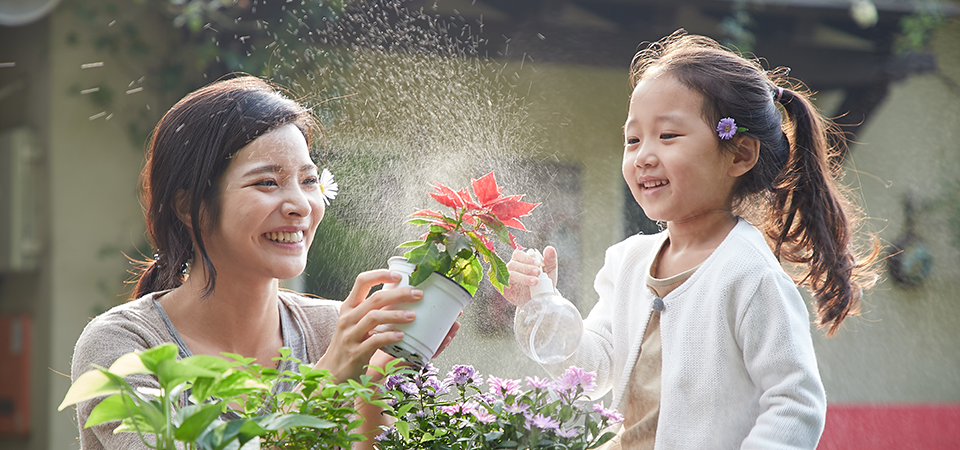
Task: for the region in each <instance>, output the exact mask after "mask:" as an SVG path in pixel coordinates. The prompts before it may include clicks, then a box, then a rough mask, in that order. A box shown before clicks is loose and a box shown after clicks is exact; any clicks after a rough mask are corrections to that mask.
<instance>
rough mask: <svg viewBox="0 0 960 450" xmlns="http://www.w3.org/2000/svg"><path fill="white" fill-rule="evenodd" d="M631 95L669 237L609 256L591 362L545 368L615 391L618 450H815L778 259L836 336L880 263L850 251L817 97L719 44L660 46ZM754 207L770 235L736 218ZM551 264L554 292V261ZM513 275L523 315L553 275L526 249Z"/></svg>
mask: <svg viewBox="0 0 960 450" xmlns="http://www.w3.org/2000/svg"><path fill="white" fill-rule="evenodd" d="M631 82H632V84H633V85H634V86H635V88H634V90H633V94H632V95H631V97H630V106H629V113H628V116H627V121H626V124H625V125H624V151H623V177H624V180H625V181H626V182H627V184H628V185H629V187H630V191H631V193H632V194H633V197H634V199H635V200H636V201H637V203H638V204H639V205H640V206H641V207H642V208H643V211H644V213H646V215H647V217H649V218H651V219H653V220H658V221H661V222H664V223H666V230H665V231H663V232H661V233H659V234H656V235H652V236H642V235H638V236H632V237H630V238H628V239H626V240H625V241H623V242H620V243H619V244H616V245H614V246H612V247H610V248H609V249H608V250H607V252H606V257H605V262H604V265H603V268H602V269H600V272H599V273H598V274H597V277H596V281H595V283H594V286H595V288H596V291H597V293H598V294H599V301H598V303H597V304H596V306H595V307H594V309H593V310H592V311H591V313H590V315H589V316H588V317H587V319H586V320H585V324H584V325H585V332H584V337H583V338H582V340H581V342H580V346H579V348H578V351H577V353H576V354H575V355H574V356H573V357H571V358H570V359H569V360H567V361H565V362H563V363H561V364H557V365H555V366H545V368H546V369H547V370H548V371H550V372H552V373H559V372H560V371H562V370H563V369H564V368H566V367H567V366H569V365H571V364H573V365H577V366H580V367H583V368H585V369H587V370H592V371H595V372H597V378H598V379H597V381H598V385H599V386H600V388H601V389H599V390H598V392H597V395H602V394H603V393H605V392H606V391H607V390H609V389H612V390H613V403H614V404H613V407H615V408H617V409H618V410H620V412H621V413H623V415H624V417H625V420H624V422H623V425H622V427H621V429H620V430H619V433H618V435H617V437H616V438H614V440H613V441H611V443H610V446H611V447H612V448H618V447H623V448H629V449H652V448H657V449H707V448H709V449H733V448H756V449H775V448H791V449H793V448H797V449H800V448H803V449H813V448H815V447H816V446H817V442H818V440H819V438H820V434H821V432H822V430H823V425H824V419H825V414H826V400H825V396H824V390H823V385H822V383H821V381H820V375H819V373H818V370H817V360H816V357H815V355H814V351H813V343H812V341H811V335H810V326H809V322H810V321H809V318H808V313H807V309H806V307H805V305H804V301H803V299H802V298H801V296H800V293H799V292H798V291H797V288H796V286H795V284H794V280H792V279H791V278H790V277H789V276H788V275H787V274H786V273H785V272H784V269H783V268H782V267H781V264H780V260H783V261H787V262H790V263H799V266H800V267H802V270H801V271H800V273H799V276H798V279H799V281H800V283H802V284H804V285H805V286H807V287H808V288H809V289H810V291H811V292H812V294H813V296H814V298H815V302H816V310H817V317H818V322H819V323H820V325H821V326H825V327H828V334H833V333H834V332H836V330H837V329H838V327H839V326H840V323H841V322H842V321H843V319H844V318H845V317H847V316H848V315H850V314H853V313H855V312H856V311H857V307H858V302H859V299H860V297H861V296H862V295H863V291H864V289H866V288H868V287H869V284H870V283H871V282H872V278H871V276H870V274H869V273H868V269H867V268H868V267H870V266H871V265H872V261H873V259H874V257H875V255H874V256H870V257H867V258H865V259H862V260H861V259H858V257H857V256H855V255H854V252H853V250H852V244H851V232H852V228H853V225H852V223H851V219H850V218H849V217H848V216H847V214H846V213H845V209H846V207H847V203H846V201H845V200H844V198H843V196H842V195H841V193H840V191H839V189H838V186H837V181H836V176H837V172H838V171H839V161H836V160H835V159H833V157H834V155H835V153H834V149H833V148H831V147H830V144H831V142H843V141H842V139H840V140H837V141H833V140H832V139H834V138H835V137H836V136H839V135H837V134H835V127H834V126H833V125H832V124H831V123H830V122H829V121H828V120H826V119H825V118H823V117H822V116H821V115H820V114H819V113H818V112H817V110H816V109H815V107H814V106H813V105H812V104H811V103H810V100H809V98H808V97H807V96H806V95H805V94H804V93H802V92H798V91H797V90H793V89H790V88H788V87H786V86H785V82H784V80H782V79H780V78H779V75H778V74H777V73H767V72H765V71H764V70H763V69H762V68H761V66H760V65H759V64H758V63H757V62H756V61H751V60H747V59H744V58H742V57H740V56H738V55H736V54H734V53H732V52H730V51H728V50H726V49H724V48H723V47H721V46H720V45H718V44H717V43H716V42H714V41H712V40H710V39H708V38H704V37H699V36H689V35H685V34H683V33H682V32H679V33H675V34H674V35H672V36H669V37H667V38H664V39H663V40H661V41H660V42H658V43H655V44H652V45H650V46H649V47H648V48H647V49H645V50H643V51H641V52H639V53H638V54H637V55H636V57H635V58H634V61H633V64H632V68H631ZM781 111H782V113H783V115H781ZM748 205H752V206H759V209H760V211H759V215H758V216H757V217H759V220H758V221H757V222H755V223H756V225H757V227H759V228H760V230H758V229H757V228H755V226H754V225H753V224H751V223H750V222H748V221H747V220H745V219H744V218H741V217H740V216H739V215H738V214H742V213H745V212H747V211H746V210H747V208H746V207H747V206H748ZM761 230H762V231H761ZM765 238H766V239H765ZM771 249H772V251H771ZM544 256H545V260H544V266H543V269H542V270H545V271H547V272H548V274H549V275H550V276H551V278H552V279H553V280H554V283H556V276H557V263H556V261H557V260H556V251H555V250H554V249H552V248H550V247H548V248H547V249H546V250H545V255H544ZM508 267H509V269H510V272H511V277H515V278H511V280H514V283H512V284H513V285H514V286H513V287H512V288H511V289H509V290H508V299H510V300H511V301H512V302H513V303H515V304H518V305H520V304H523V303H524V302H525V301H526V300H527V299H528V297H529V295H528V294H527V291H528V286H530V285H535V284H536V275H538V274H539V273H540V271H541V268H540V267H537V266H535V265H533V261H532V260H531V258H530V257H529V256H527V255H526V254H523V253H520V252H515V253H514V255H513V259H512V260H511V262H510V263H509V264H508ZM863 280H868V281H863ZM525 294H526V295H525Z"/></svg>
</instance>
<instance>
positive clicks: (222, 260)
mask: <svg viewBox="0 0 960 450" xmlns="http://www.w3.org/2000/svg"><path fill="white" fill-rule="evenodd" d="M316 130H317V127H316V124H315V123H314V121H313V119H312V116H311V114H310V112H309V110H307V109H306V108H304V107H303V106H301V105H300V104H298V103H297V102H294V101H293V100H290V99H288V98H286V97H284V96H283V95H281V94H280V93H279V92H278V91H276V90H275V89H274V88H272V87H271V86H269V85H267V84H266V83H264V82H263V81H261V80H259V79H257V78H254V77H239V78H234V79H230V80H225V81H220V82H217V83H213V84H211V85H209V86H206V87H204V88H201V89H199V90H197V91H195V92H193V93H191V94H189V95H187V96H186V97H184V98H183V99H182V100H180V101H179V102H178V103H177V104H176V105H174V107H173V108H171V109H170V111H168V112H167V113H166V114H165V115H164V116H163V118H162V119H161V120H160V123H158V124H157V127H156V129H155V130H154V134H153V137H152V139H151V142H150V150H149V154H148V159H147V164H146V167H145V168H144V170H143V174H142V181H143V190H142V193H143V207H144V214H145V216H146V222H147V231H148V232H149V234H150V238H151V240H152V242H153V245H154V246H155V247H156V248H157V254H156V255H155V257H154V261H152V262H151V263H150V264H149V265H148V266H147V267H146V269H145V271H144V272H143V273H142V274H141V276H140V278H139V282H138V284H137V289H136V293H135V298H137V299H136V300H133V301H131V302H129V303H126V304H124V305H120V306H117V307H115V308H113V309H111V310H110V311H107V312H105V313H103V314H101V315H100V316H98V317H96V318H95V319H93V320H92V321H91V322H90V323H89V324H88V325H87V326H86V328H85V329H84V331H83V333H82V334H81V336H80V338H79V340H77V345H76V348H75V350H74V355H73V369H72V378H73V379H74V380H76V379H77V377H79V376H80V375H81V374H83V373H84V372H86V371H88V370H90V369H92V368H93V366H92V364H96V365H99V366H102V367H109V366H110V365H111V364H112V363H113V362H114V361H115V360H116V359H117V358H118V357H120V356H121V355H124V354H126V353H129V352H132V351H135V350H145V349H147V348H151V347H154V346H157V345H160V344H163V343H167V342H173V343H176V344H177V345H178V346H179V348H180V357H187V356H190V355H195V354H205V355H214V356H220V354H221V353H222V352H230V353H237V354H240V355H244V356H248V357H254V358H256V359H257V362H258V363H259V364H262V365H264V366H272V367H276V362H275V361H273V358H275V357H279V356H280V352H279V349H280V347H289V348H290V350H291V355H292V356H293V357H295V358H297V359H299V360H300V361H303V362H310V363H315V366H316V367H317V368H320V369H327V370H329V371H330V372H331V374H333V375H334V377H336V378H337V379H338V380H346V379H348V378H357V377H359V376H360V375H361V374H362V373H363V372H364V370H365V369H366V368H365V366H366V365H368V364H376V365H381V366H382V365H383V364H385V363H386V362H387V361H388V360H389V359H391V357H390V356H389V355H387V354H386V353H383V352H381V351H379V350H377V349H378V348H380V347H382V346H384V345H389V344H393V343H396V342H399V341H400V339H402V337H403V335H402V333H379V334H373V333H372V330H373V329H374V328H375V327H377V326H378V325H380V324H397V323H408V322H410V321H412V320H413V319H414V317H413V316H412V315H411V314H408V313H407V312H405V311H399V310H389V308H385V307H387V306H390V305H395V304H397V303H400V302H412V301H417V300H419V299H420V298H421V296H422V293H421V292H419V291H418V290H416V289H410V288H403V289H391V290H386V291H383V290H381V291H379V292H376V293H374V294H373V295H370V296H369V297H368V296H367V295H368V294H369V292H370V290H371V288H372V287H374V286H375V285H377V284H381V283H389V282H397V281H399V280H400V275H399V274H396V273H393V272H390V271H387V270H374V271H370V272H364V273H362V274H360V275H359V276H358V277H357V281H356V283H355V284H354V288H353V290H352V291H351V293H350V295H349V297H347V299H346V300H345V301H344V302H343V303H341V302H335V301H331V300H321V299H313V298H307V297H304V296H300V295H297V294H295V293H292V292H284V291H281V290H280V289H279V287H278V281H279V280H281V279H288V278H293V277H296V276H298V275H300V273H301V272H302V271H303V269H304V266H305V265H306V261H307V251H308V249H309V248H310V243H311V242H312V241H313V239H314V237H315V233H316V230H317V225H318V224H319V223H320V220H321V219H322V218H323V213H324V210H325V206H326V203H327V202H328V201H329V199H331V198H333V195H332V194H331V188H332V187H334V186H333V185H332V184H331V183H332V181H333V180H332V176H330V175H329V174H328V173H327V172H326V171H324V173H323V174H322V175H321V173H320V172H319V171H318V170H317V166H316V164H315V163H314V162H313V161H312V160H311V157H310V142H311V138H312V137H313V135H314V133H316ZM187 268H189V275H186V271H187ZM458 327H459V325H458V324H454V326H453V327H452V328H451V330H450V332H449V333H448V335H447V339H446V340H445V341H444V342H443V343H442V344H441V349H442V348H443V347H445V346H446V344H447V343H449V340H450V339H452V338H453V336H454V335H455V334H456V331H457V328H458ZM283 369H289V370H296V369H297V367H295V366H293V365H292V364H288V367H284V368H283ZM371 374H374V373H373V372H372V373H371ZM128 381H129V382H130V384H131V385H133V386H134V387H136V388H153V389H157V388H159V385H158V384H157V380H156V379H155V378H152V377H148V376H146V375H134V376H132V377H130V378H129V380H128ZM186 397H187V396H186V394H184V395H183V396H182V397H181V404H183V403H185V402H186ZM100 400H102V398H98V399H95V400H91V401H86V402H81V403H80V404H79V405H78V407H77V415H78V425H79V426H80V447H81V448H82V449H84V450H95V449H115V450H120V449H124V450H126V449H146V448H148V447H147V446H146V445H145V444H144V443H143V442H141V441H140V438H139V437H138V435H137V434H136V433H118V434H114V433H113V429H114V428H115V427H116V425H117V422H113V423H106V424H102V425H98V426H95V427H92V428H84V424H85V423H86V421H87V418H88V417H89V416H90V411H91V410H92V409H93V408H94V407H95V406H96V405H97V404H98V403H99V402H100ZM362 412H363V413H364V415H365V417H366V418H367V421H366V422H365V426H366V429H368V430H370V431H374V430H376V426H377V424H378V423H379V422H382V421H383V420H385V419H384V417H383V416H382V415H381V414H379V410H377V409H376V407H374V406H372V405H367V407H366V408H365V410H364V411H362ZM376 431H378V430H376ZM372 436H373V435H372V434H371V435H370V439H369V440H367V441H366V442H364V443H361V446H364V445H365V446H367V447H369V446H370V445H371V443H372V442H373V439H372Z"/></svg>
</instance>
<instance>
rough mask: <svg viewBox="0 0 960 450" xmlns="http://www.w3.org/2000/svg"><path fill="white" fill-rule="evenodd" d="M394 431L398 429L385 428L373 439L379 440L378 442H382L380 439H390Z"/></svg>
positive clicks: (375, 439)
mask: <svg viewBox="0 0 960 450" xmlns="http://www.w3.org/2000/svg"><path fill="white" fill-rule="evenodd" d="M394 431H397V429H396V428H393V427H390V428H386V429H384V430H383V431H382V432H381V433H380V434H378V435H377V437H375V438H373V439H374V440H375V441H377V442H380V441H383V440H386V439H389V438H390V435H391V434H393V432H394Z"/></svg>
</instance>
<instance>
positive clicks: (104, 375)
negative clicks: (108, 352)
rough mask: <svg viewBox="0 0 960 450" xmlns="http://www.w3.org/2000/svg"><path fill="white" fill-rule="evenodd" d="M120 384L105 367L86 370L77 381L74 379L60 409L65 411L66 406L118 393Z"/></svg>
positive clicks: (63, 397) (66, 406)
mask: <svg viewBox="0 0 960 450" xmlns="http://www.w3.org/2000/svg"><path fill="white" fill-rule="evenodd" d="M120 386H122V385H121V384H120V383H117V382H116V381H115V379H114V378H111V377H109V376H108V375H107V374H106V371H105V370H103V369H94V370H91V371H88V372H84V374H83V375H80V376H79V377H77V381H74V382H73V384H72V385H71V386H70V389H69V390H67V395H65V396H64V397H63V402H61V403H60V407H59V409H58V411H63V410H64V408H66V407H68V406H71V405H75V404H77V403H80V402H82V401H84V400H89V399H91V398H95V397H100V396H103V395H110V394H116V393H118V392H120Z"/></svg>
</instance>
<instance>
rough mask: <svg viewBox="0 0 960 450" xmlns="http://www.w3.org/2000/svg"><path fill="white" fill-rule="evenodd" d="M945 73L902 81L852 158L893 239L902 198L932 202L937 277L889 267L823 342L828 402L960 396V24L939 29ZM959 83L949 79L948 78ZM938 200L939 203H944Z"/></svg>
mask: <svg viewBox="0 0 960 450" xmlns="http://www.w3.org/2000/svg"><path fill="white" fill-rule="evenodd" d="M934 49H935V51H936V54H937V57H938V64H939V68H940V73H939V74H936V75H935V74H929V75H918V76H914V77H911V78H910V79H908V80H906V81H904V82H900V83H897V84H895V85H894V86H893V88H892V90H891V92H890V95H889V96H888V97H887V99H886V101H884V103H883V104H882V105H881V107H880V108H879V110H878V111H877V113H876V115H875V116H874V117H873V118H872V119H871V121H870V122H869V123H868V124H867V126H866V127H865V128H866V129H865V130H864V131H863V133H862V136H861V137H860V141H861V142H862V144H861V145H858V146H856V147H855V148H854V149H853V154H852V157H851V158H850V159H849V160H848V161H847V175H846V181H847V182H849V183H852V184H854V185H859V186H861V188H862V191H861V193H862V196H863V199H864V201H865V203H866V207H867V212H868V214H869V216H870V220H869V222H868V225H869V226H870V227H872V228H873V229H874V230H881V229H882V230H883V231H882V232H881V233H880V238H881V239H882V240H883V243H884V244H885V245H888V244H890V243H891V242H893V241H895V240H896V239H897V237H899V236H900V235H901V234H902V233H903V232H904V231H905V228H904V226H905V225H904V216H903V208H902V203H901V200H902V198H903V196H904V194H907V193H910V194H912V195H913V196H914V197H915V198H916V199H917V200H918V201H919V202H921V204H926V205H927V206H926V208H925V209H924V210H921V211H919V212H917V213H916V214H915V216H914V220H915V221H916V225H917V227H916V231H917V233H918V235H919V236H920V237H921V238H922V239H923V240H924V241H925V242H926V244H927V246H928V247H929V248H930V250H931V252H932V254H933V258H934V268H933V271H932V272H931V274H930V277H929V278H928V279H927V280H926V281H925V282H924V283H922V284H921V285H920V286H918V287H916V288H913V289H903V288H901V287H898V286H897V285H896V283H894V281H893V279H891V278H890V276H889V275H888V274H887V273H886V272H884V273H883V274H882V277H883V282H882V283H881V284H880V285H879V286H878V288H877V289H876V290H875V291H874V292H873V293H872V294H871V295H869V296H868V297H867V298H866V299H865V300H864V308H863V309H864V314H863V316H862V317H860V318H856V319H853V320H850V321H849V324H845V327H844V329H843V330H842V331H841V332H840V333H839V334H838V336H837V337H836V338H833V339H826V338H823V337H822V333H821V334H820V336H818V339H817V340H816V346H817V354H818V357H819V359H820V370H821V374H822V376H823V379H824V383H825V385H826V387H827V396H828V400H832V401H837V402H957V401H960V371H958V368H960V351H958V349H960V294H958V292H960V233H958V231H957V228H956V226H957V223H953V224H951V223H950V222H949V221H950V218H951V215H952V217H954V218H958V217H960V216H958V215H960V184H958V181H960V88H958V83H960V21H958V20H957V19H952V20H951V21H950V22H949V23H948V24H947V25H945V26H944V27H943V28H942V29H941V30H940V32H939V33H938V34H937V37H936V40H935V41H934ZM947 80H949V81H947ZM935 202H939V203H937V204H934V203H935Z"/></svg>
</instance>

....................

▶ [WORK TO COMPLETE]
If a line contains the word "rough", it counts; say how many such lines there are in the data above, and nothing else.

▶ [TASK ANSWER]
5